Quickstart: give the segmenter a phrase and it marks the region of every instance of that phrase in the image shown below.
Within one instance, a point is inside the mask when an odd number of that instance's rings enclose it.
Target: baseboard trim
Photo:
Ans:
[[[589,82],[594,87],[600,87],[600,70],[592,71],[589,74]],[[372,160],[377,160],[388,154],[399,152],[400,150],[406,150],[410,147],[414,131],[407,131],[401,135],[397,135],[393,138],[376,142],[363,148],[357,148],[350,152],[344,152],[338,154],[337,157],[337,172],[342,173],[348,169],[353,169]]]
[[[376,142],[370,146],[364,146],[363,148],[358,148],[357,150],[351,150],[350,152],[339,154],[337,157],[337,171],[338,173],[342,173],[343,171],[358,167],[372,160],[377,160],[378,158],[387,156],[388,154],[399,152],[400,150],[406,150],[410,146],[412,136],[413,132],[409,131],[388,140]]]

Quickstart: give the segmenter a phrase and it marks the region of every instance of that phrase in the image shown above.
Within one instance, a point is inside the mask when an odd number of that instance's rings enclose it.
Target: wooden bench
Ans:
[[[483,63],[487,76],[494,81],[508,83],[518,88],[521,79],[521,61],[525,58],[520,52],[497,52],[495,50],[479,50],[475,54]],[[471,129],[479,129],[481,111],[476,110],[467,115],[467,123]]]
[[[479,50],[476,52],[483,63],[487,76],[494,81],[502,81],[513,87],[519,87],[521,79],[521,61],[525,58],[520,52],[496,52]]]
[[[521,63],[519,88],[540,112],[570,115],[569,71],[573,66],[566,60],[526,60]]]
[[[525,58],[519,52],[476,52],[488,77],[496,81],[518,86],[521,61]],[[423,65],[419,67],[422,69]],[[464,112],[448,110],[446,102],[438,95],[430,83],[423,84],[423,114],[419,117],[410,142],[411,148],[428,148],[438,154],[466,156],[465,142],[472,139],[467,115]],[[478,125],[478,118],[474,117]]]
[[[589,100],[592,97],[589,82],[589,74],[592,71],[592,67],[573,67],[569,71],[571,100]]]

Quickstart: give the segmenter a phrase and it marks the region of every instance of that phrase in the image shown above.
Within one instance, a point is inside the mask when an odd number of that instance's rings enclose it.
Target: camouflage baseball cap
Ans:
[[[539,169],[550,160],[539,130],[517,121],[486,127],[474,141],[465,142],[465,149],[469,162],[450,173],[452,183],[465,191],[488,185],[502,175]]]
___
Within the listing, how many lines hold "Target"? Write only that number.

▸ EXERCISE RESULT: 3